One more suggestion of a function of electronic publishing: To experiment with other metaphors for the research process in the electronic apparatus, as alternatives to the metaphor of colonial imperialism.
# # # #
Assignment - Extract the full text of the electronic publishing suggestion above, word for word.

Entries from a data collection -
# # # #
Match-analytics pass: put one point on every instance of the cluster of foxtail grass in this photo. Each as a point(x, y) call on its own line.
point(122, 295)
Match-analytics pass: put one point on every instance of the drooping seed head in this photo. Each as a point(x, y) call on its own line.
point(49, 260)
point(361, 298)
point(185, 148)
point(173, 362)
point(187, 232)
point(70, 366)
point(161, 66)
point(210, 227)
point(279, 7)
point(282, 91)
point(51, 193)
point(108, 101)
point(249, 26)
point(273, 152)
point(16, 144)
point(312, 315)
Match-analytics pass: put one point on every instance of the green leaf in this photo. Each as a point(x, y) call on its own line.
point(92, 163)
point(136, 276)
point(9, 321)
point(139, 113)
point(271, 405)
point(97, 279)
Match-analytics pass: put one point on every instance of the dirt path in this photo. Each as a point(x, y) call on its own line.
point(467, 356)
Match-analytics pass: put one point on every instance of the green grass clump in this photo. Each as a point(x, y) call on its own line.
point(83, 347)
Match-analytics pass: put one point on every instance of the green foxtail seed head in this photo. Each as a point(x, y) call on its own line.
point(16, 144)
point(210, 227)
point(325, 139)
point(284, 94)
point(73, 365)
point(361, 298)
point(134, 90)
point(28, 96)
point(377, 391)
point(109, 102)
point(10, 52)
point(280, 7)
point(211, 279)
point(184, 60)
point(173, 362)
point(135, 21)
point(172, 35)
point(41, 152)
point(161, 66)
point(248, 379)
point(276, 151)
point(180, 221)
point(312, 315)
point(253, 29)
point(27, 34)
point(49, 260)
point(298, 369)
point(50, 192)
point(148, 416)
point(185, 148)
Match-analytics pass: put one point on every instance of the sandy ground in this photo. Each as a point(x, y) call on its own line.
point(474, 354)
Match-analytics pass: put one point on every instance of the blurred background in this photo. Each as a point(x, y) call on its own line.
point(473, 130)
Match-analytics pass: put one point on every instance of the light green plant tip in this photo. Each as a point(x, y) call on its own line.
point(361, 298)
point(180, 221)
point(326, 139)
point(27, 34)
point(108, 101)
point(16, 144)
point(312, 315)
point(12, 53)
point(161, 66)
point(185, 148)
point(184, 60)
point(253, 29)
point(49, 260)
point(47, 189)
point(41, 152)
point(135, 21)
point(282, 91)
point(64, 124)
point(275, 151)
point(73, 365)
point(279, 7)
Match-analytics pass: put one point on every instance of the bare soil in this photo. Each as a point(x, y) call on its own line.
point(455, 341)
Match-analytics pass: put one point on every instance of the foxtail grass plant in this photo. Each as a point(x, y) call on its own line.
# # # #
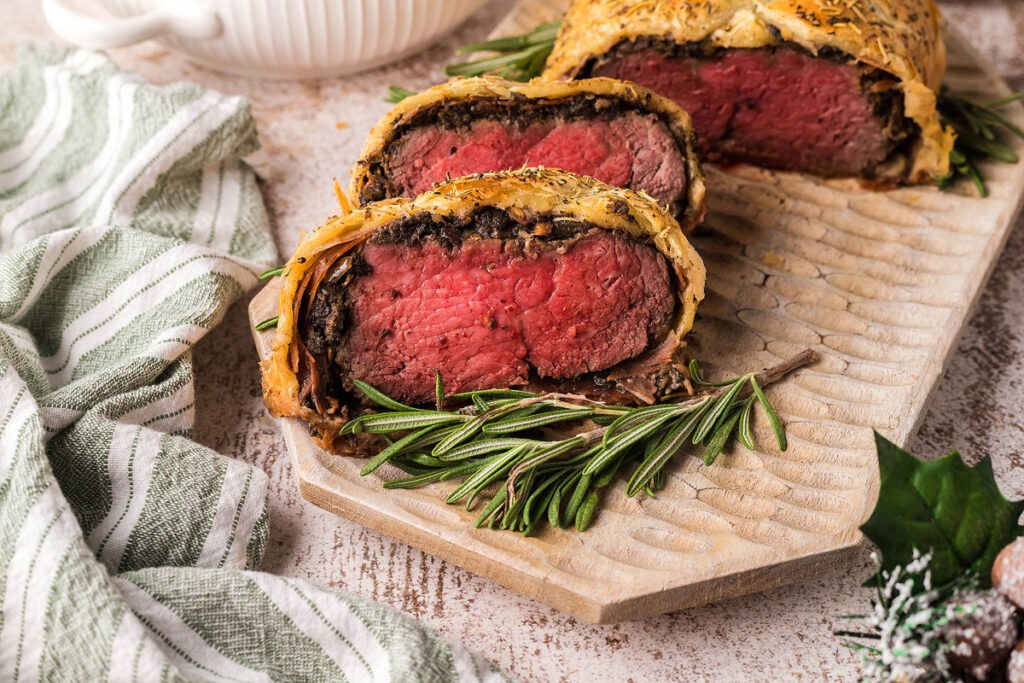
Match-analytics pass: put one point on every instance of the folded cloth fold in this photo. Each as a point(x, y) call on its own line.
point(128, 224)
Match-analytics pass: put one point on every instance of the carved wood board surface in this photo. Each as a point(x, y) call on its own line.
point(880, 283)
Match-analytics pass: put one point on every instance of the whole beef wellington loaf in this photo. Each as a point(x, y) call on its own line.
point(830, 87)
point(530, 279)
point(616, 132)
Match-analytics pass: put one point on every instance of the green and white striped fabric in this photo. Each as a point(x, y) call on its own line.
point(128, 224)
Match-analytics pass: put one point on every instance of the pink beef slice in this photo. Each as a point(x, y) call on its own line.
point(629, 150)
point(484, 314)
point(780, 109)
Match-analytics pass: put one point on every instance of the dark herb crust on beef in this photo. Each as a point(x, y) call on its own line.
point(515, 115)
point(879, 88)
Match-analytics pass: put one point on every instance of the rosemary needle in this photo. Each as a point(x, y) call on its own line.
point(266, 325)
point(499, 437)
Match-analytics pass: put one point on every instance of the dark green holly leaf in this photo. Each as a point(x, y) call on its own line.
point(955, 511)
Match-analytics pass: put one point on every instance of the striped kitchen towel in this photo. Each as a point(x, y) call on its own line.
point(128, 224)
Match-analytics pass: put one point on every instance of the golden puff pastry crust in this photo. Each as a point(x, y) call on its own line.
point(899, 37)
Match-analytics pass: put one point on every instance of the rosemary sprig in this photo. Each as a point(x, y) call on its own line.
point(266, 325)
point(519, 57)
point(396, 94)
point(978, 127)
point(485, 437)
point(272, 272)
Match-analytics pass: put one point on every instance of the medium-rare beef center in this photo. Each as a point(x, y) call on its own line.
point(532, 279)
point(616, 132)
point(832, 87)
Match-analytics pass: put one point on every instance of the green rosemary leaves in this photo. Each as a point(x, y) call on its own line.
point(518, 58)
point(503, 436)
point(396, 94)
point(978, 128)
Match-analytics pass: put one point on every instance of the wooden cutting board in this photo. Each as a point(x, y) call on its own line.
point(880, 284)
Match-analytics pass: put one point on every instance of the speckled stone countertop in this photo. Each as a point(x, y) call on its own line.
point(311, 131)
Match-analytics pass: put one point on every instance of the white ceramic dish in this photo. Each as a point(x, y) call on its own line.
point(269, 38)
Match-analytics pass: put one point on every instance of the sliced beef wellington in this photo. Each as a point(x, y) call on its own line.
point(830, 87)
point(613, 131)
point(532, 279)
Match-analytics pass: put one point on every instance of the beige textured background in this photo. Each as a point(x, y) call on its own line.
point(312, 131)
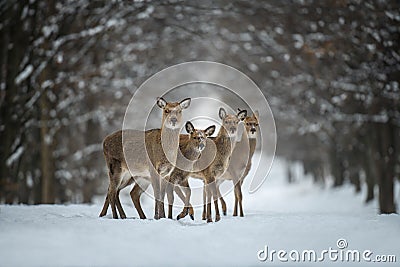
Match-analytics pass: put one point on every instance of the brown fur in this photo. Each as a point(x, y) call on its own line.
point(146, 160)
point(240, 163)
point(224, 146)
# # # #
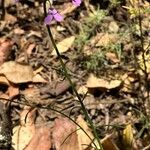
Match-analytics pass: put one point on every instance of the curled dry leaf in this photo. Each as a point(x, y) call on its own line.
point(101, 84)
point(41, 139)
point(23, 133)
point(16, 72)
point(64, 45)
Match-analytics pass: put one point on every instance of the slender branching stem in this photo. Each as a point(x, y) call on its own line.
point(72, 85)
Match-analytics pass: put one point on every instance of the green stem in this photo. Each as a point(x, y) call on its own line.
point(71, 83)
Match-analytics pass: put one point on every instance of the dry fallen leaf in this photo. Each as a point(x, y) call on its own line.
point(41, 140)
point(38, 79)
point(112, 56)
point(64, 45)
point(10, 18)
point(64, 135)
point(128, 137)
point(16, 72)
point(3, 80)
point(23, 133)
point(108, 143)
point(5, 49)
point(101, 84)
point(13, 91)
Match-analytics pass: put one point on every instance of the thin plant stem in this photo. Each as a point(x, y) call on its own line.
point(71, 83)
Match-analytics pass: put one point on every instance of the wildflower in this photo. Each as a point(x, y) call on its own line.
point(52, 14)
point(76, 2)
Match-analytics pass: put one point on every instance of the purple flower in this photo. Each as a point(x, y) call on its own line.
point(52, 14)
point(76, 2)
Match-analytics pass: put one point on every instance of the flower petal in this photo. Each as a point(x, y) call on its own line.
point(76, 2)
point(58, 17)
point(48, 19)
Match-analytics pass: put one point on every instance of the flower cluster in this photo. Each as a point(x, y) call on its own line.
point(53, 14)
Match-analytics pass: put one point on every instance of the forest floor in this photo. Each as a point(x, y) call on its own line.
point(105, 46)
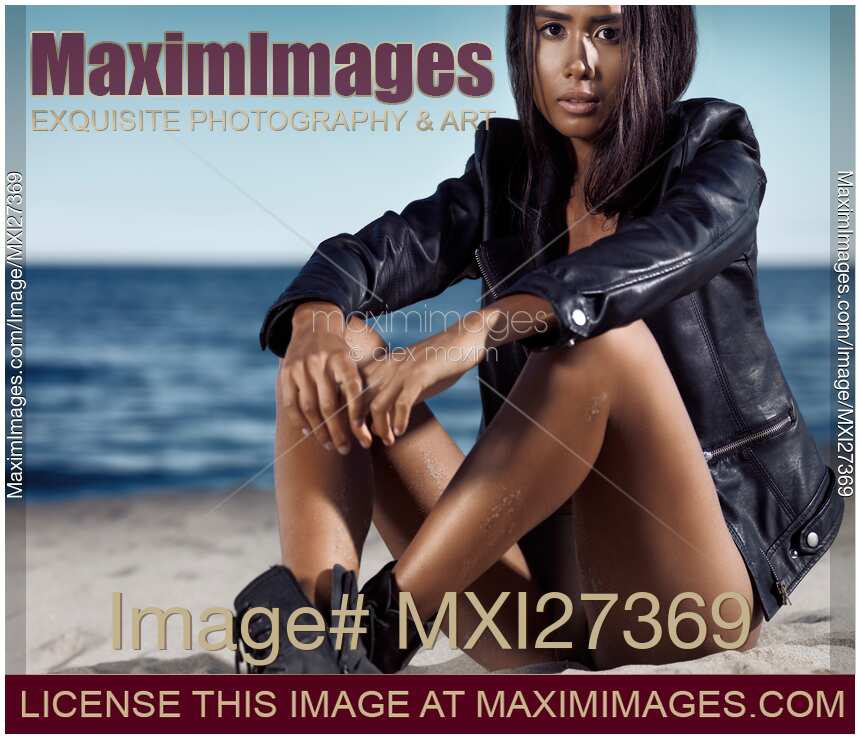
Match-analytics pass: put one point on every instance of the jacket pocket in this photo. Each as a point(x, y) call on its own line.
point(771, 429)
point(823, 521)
# # # #
Solved exercise -
One more suggestion of a function of electronic publishing: To experiment with other metaphors for the research process in the electronic apparatus, as alternatives to the metaphor of colonial imperialism.